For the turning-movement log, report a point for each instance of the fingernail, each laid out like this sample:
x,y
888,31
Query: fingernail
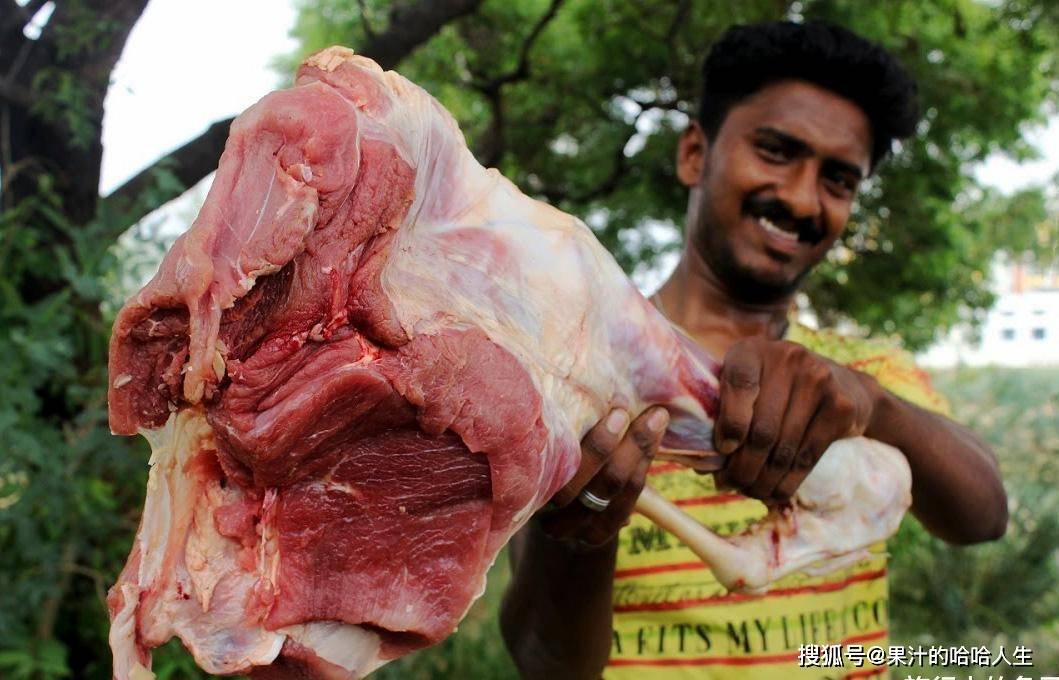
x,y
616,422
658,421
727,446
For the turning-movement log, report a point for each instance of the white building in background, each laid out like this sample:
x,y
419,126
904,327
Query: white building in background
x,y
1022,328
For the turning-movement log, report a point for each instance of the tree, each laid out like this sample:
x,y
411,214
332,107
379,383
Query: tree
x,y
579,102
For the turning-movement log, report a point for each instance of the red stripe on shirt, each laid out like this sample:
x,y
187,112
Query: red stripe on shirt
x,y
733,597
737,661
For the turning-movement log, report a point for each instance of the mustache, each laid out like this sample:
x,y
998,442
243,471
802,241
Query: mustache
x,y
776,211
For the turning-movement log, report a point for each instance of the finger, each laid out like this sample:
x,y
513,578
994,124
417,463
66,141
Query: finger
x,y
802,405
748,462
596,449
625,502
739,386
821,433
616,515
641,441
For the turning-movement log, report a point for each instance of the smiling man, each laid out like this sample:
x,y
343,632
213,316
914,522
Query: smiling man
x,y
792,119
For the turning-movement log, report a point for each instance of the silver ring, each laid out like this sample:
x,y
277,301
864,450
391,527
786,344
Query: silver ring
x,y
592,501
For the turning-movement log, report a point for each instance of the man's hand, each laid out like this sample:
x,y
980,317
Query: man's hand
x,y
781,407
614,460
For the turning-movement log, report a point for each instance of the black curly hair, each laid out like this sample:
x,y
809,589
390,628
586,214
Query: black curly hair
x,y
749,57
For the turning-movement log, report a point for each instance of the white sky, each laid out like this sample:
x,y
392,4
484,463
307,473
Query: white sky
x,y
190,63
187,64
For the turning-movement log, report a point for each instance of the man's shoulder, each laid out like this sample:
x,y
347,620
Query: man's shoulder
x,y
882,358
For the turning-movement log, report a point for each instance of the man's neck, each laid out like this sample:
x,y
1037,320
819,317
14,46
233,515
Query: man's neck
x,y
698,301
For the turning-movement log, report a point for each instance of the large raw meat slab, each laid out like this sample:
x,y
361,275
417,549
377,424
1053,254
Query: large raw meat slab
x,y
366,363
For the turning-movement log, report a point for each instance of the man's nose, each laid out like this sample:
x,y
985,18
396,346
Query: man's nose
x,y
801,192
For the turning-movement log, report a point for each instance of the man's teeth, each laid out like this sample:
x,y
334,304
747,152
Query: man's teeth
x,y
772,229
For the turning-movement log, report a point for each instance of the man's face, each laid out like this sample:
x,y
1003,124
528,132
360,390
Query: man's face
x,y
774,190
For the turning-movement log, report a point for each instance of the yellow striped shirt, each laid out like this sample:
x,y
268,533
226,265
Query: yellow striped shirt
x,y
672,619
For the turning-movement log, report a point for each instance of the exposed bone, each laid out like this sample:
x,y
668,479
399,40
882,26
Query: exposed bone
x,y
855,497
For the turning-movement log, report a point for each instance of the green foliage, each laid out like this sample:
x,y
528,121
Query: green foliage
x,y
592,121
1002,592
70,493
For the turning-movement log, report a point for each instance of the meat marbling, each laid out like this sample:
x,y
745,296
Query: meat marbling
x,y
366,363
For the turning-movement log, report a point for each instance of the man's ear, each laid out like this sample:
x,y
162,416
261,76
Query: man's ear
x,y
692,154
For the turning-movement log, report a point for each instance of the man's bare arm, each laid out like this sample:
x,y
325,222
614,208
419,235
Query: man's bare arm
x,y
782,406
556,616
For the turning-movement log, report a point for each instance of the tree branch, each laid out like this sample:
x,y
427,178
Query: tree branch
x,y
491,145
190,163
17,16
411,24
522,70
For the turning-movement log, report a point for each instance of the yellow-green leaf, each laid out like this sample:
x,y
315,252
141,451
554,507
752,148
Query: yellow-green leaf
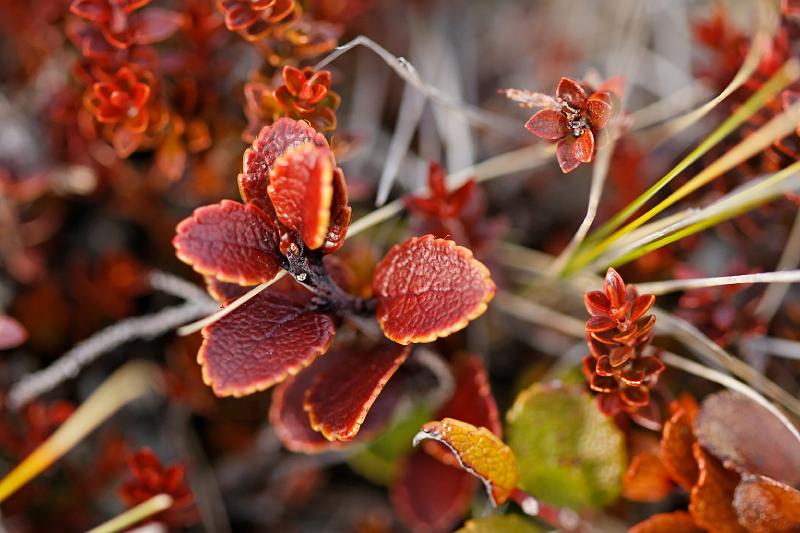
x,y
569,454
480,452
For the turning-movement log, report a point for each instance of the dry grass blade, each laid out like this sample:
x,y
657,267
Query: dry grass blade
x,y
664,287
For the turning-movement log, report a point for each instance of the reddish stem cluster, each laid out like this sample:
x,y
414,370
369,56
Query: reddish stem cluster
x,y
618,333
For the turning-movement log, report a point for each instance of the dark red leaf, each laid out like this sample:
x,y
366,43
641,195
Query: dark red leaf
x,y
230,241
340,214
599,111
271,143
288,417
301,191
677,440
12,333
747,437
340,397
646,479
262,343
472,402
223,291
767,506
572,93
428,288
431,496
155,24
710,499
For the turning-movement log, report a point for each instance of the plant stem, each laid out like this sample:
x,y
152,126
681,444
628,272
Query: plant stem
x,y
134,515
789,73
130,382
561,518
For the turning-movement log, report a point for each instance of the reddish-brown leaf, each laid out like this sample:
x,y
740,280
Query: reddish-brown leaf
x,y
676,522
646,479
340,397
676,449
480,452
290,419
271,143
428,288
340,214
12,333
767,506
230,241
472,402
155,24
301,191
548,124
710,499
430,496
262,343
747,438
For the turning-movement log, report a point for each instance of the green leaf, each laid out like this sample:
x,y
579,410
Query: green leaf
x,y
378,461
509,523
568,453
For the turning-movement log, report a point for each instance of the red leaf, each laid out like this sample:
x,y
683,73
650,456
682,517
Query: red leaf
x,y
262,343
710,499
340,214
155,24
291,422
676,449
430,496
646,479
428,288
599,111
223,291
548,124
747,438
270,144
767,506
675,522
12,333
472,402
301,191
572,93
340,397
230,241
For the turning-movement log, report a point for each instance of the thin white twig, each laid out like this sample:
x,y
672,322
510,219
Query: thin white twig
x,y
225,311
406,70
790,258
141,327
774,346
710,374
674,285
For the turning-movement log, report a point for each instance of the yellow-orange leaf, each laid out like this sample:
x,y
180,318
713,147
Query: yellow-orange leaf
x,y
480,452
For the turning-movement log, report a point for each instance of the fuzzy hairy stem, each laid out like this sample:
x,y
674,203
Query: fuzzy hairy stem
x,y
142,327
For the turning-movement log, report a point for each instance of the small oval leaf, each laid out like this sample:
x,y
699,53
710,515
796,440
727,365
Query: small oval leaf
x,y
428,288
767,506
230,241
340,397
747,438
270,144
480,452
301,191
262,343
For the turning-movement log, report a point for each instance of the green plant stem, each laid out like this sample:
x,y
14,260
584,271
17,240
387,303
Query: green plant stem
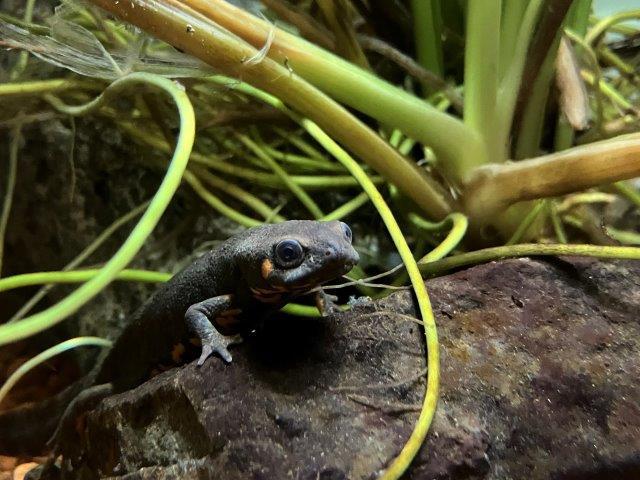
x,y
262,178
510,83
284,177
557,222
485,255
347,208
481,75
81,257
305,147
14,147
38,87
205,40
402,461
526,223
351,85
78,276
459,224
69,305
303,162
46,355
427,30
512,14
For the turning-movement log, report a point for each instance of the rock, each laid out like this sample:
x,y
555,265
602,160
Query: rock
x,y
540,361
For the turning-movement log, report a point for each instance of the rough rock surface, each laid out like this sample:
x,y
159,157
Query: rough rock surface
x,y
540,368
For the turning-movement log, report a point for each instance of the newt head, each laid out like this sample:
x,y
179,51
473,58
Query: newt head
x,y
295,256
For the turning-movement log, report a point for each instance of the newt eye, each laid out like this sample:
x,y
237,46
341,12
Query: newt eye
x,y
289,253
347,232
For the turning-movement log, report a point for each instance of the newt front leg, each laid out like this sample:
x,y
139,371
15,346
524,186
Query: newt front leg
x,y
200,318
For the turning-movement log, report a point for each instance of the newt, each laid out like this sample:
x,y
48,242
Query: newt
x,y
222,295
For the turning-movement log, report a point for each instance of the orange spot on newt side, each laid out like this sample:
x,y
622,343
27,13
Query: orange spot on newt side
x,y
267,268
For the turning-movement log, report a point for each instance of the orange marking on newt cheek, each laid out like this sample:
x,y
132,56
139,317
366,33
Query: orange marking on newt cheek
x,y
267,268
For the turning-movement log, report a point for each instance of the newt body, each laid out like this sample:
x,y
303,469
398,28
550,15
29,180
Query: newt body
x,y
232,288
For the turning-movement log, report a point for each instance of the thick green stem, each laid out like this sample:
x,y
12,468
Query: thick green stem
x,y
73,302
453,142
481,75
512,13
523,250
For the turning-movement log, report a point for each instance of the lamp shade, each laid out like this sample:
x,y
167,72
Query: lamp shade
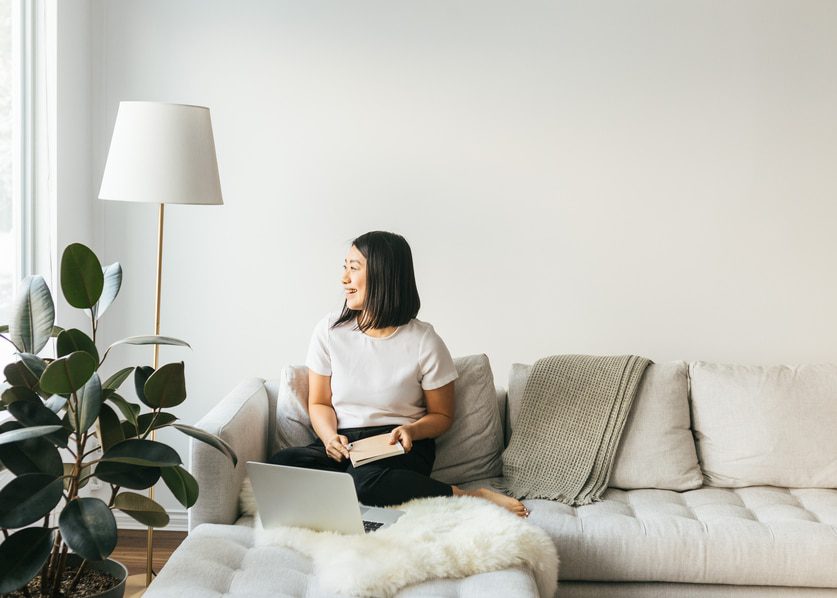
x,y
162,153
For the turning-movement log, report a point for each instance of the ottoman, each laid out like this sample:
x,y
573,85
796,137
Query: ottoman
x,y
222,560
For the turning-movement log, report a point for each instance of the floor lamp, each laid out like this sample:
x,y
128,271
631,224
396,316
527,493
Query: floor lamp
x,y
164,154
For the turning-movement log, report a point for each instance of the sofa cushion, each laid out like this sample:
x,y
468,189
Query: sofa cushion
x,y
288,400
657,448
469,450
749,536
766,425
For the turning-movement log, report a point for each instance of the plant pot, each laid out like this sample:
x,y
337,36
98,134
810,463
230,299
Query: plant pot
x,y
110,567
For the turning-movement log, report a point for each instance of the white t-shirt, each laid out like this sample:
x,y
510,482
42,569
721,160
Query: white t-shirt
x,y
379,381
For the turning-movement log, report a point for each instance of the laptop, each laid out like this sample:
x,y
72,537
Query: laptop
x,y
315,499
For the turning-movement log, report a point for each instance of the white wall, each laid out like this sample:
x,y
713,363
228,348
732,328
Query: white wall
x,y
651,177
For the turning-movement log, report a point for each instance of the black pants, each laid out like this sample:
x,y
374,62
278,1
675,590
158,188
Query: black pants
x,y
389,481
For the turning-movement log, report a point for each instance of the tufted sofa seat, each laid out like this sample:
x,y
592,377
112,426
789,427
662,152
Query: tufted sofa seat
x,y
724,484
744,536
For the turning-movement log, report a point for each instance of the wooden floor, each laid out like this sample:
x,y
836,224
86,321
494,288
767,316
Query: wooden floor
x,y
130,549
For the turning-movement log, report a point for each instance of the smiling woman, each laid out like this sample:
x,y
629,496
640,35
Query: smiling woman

**Written task**
Output the lines from the one containing "of the floor" through the final line above, both included, as a Markdown table with two columns, No. and Line. Number each row in order, and leave out any blank lines.

**Answer to this task**
| No. | Line |
|---|---|
| 1 | For the turning-movement log, report a point for each instance of the floor lamp, each laid out like this sample: |
| 2 | x,y |
| 3 | 128,271 |
| 4 | 631,224 |
| 5 | 396,316 |
| 6 | 527,493 |
| 7 | Query: floor lamp |
| 8 | x,y |
| 9 | 164,154 |
| 10 | For the turning-movement log, report a point for each instance of the sofa cushion, each laid out like this sample: |
| 11 | x,y |
| 12 | 468,189 |
| 13 | Query: sofa cushion |
| 14 | x,y |
| 15 | 288,400 |
| 16 | 657,448 |
| 17 | 469,450 |
| 18 | 749,536 |
| 19 | 766,425 |
| 20 | For the turning-movement log, report a point for each instance of the plant pot, each laid out like this sample: |
| 21 | x,y |
| 22 | 337,36 |
| 23 | 98,134 |
| 24 | 810,463 |
| 25 | 230,299 |
| 26 | Query: plant pot |
| 27 | x,y |
| 28 | 110,567 |
| 29 | For the turning-movement log, report a point for each instance of the white t-shirt, each laid out like this sample: |
| 30 | x,y |
| 31 | 510,482 |
| 32 | 42,569 |
| 33 | 721,160 |
| 34 | Query: white t-shirt |
| 35 | x,y |
| 36 | 379,381 |
| 37 | For the turning-movement log, report a point for each instance of the laptop, each laid out like this sample: |
| 38 | x,y |
| 39 | 72,537 |
| 40 | Query: laptop |
| 41 | x,y |
| 42 | 315,499 |
| 43 | For the turning-movement log, report a point for each instance of the white wall, each laid out like this sample: |
| 44 | x,y |
| 45 | 713,363 |
| 46 | 228,348 |
| 47 | 732,328 |
| 48 | Query: white wall |
| 49 | x,y |
| 50 | 651,177 |
| 51 | For the turning-movement log, report a point for each instance of the black pants, each laid out like this sample: |
| 52 | x,y |
| 53 | 374,62 |
| 54 | 278,1 |
| 55 | 675,590 |
| 56 | 158,188 |
| 57 | Query: black pants |
| 58 | x,y |
| 59 | 389,481 |
| 60 | For the turning-movement log, report a point for each instance of the tufted sofa seat, each laid out like this sample: |
| 61 | x,y |
| 62 | 592,377 |
| 63 | 112,426 |
| 64 | 789,427 |
| 65 | 662,152 |
| 66 | Query: tufted sofa seat |
| 67 | x,y |
| 68 | 724,484 |
| 69 | 744,536 |
| 70 | For the turning-movement log, report a point for each instance of the wooden floor, each laid out like this sample: |
| 71 | x,y |
| 72 | 836,224 |
| 73 | 86,321 |
| 74 | 494,288 |
| 75 | 767,316 |
| 76 | Query: wooden floor |
| 77 | x,y |
| 78 | 130,549 |
| 79 | For the turning-movement log, report a point for each instance of the smiling woman, each laid out like this sample: |
| 80 | x,y |
| 81 | 629,496 |
| 82 | 640,35 |
| 83 | Query: smiling woman |